● Problem to solve: Output the records below verbatim, minus the pictures.

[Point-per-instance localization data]

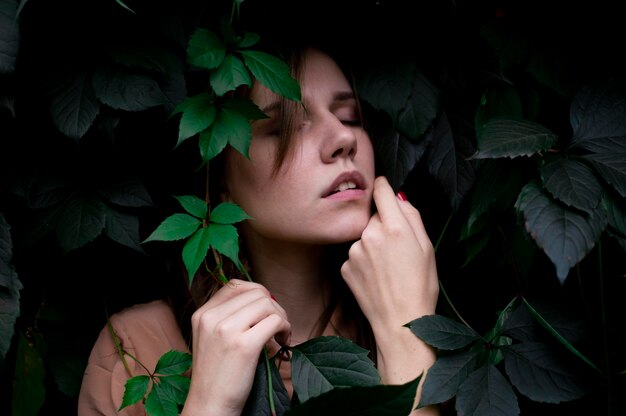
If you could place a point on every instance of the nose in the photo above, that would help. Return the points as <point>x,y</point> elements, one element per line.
<point>339,141</point>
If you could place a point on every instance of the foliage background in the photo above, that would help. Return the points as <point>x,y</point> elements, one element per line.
<point>64,267</point>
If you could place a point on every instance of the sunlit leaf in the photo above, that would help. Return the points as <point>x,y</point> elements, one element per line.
<point>509,137</point>
<point>173,362</point>
<point>74,105</point>
<point>442,332</point>
<point>127,91</point>
<point>565,236</point>
<point>328,362</point>
<point>536,372</point>
<point>195,250</point>
<point>224,238</point>
<point>135,389</point>
<point>272,73</point>
<point>198,114</point>
<point>486,392</point>
<point>81,221</point>
<point>229,75</point>
<point>446,375</point>
<point>193,205</point>
<point>379,400</point>
<point>228,213</point>
<point>175,227</point>
<point>28,383</point>
<point>205,49</point>
<point>572,183</point>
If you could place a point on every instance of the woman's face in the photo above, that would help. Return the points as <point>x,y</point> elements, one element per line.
<point>323,190</point>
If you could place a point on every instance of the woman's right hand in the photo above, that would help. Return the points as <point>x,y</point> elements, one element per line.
<point>229,333</point>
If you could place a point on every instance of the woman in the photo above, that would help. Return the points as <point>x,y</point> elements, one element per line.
<point>309,197</point>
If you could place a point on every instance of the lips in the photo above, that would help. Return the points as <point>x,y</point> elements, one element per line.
<point>345,181</point>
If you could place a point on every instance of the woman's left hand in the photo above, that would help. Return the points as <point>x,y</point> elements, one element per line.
<point>391,270</point>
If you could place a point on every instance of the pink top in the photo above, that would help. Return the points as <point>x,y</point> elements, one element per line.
<point>146,331</point>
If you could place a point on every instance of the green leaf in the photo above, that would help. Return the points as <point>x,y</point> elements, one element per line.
<point>486,392</point>
<point>224,238</point>
<point>198,114</point>
<point>10,35</point>
<point>536,371</point>
<point>565,236</point>
<point>328,362</point>
<point>236,128</point>
<point>122,228</point>
<point>229,75</point>
<point>82,220</point>
<point>442,332</point>
<point>446,375</point>
<point>195,250</point>
<point>228,213</point>
<point>205,49</point>
<point>135,389</point>
<point>173,362</point>
<point>122,90</point>
<point>379,400</point>
<point>193,205</point>
<point>273,73</point>
<point>509,137</point>
<point>572,183</point>
<point>160,403</point>
<point>74,106</point>
<point>28,381</point>
<point>175,227</point>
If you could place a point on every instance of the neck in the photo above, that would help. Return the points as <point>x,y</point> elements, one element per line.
<point>293,273</point>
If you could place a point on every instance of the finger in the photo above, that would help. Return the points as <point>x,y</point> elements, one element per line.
<point>385,199</point>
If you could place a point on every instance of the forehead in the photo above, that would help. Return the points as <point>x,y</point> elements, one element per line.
<point>320,77</point>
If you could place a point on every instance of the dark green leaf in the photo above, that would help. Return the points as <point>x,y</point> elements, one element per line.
<point>175,227</point>
<point>198,114</point>
<point>173,362</point>
<point>195,250</point>
<point>135,389</point>
<point>10,35</point>
<point>82,220</point>
<point>442,332</point>
<point>487,392</point>
<point>236,128</point>
<point>597,111</point>
<point>537,372</point>
<point>193,205</point>
<point>572,183</point>
<point>122,228</point>
<point>74,105</point>
<point>612,167</point>
<point>228,213</point>
<point>205,49</point>
<point>224,238</point>
<point>127,91</point>
<point>445,376</point>
<point>28,383</point>
<point>272,73</point>
<point>129,193</point>
<point>328,362</point>
<point>229,75</point>
<point>565,236</point>
<point>257,403</point>
<point>447,162</point>
<point>379,400</point>
<point>509,137</point>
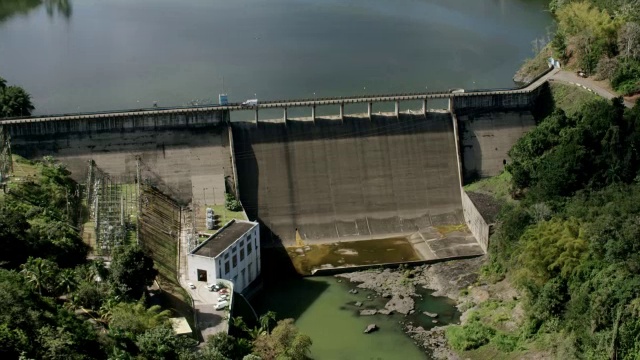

● Answer box:
If you could place a point on every instance of the nose in the photo above, that would help. Return the points as <point>x,y</point> elements, one element per line.
<point>339,141</point>
If you could place a point on every instance of the foliage background in the photo above, that would help. Return the points as <point>x,y</point> elements, one element per line.
<point>64,267</point>
If you could place a point on every instance of the sunlit leaf in the photo above, that would help. Return the points as <point>x,y</point> elements, one element per line.
<point>509,137</point>
<point>173,362</point>
<point>74,105</point>
<point>442,332</point>
<point>127,91</point>
<point>565,236</point>
<point>328,362</point>
<point>536,372</point>
<point>195,250</point>
<point>224,238</point>
<point>135,389</point>
<point>272,73</point>
<point>198,114</point>
<point>486,392</point>
<point>81,221</point>
<point>229,75</point>
<point>446,375</point>
<point>193,205</point>
<point>379,400</point>
<point>228,213</point>
<point>175,227</point>
<point>28,383</point>
<point>205,49</point>
<point>572,183</point>
If you could place a point on every instance of the woman's face in the photo above, that would help. Return the points as <point>x,y</point> elements, one element per line.
<point>323,190</point>
If you could place a point on every instance of the woman's right hand in the photo above, that would help. Return the points as <point>x,y</point> elements, one element per line.
<point>229,333</point>
If you could place a point on every instance of the woman in the photo above, that would help. Return the points as <point>x,y</point> elements, one element per line.
<point>309,197</point>
If you could place a point on every instance of the lips in the photo above, that would help. Return the points as <point>x,y</point> elements, one element per line.
<point>345,181</point>
If you could place a point on every instance of the woman's left hand in the photo above, that would help. Return the points as <point>x,y</point> elements, one element per line.
<point>391,270</point>
If you could place a point on every instance of the pink top in the photo above, that would help. Return the points as <point>x,y</point> elements, one element per line.
<point>146,331</point>
If you could place a point on every instance of the green leaf in the photo above, that would help. Return the points as <point>x,y</point> elements, one element per line.
<point>486,392</point>
<point>224,238</point>
<point>198,114</point>
<point>10,35</point>
<point>536,371</point>
<point>565,236</point>
<point>328,362</point>
<point>236,128</point>
<point>122,228</point>
<point>229,75</point>
<point>82,220</point>
<point>442,332</point>
<point>446,375</point>
<point>195,250</point>
<point>228,213</point>
<point>205,49</point>
<point>135,389</point>
<point>173,362</point>
<point>122,90</point>
<point>379,400</point>
<point>193,205</point>
<point>273,73</point>
<point>509,137</point>
<point>572,183</point>
<point>160,403</point>
<point>74,106</point>
<point>28,381</point>
<point>175,227</point>
If you could place a point on every instance of the neck in the photo above, that would help. Return the points as <point>x,y</point> elements, one element per line.
<point>293,273</point>
If you could place a point on every instance of the finger in the photo above, that would help. Return the points as <point>x,y</point> elements, one element per line.
<point>385,199</point>
If you could place a point on every instance of the forehead in the photo above, that would help. Return the points as <point>x,y</point> elements, one element per line.
<point>320,77</point>
If you could place a point on every instance of the dark green leaf in the photo above, that would help. Return the points as <point>x,y</point> elements, one element per line.
<point>175,227</point>
<point>198,114</point>
<point>173,362</point>
<point>195,250</point>
<point>135,389</point>
<point>10,35</point>
<point>82,220</point>
<point>442,332</point>
<point>487,392</point>
<point>236,128</point>
<point>597,111</point>
<point>537,372</point>
<point>193,205</point>
<point>572,183</point>
<point>122,228</point>
<point>74,105</point>
<point>612,167</point>
<point>228,213</point>
<point>205,49</point>
<point>224,238</point>
<point>127,91</point>
<point>445,376</point>
<point>28,383</point>
<point>272,73</point>
<point>129,193</point>
<point>328,362</point>
<point>229,75</point>
<point>565,236</point>
<point>257,403</point>
<point>447,162</point>
<point>379,400</point>
<point>509,137</point>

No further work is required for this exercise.